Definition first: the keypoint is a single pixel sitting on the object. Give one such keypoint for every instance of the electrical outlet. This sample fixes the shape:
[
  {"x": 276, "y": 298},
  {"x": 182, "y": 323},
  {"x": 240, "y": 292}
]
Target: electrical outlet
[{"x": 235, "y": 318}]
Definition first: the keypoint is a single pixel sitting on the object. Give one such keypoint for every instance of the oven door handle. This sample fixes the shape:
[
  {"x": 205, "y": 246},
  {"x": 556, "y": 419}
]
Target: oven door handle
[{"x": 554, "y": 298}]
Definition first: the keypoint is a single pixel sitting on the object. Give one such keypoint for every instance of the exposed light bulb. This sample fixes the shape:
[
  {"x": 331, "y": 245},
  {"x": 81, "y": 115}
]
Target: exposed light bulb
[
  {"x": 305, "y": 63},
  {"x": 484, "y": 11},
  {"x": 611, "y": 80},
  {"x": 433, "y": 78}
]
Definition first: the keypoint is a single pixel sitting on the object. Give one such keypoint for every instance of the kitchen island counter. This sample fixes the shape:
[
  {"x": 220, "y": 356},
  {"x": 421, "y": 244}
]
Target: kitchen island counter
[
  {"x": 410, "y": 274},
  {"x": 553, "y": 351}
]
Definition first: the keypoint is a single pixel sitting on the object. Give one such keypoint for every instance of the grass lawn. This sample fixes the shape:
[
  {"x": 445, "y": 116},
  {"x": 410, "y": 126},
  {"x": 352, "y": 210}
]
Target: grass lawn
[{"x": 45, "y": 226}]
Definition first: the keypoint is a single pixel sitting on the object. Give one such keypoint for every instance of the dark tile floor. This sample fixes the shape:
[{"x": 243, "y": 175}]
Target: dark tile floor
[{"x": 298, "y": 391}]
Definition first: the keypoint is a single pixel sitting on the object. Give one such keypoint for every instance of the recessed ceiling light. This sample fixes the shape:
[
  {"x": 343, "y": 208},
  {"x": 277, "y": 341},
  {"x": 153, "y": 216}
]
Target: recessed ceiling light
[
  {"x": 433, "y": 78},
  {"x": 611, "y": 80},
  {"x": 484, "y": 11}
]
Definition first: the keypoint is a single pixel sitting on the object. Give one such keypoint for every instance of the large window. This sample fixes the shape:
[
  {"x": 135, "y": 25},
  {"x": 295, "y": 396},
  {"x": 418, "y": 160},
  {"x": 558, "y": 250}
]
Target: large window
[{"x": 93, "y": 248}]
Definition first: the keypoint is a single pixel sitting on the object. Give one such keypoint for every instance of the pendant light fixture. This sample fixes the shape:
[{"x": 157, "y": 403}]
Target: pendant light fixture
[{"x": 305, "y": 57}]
★ ★ ★ ★ ★
Your task -> Copy out the records from the line that contains "of the recessed" through the end of the records, both ends included, with the requests left unchanged. Shift every x and y coordinate in the answers up by 8.

Correct result ->
Definition first: the keypoint is a single pixel sitting on the object. Give one such keypoint for every instance of the recessed ceiling light. This sample fixes the shape:
[
  {"x": 343, "y": 208},
  {"x": 277, "y": 341},
  {"x": 153, "y": 216}
]
Target: recessed ceiling light
[
  {"x": 441, "y": 86},
  {"x": 619, "y": 88},
  {"x": 492, "y": 19}
]
Definition first: the keypoint is a single pixel sitting on the object. Give one such keypoint for every instance of the large window. This sample fixes the shape:
[
  {"x": 135, "y": 25},
  {"x": 295, "y": 396},
  {"x": 418, "y": 160},
  {"x": 558, "y": 250}
]
Target: large window
[{"x": 101, "y": 256}]
Definition first: the keypoint is a single pixel sitting on the object. Give one such keypoint for every instance of the pendant light fixture. This sample fixes the shape:
[{"x": 157, "y": 403}]
Target: pendant light fixture
[{"x": 313, "y": 65}]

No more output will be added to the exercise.